Check the entries below and say how many lines include the word "hair". No other text is wanted.
^^^^^^^^^^^^^^^^
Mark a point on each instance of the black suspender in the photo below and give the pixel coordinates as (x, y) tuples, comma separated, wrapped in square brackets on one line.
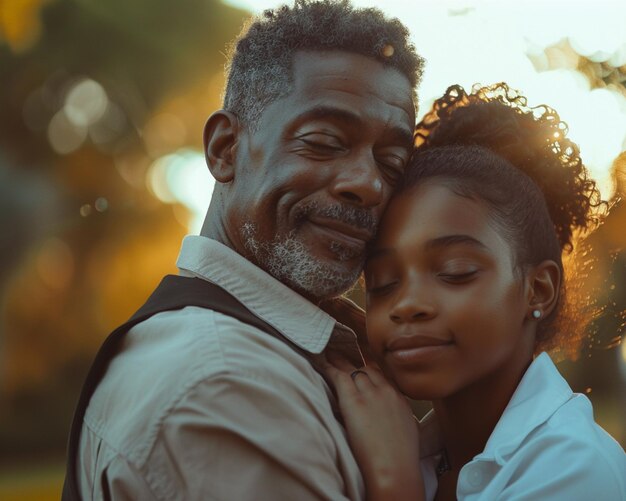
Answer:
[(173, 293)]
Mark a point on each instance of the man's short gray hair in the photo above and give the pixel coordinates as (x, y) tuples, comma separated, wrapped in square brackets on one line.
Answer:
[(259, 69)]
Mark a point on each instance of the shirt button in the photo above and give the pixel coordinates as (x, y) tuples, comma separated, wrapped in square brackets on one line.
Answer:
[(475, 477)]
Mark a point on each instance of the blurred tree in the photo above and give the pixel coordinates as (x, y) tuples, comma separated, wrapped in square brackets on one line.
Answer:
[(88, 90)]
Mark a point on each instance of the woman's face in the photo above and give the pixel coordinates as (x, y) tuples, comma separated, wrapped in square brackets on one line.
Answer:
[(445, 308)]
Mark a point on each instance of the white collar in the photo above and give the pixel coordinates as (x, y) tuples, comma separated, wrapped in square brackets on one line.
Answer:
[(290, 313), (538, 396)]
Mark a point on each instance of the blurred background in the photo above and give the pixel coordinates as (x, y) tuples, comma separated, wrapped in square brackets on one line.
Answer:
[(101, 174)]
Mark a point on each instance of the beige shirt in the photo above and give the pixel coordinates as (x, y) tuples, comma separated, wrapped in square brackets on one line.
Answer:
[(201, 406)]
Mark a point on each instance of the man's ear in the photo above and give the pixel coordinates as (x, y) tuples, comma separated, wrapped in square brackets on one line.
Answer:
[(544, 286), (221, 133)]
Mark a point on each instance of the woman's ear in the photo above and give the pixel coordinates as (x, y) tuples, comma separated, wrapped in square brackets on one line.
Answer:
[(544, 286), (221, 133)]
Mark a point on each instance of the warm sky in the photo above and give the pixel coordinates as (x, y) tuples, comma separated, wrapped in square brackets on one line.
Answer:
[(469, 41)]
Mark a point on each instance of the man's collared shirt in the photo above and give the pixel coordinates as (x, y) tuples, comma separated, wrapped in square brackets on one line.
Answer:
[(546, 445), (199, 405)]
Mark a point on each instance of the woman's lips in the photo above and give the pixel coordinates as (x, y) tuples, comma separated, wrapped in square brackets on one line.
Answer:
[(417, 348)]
^^^^^^^^^^^^^^^^
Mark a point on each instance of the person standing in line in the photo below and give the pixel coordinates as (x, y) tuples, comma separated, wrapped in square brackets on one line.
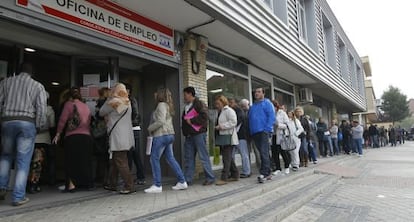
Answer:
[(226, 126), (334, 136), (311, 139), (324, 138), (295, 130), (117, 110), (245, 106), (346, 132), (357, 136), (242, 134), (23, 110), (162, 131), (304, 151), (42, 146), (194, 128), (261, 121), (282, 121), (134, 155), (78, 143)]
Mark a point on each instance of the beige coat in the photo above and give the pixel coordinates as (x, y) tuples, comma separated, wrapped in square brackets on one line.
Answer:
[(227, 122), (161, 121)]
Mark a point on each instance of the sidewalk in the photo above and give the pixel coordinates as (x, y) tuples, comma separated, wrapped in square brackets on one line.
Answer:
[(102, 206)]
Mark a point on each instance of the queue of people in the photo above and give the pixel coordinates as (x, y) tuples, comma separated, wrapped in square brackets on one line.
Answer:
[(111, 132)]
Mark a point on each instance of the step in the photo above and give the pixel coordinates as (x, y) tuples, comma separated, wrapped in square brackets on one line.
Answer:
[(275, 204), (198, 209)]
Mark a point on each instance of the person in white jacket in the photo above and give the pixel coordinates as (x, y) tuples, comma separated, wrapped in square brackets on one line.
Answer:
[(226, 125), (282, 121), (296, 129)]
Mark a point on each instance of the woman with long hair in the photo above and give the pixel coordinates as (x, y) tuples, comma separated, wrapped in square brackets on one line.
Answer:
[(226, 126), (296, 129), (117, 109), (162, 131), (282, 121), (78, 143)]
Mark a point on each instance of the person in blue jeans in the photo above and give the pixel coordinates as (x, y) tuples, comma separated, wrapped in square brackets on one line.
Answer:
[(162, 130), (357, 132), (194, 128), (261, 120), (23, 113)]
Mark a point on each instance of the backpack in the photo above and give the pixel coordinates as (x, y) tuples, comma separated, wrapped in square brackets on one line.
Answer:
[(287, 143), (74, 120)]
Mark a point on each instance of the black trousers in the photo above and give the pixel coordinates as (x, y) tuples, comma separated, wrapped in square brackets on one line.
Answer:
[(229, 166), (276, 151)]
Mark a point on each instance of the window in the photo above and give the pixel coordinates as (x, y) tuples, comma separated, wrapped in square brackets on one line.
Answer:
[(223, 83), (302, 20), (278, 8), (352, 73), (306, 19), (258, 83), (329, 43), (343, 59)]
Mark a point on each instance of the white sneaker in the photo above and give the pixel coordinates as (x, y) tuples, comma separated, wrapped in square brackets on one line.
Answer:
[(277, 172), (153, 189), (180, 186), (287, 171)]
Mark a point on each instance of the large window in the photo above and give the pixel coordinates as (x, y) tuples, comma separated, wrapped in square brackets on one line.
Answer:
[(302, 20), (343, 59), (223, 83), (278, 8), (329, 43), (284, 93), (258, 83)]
^^^^^^^^^^^^^^^^
SOLUTION TO THE EXERCISE: 2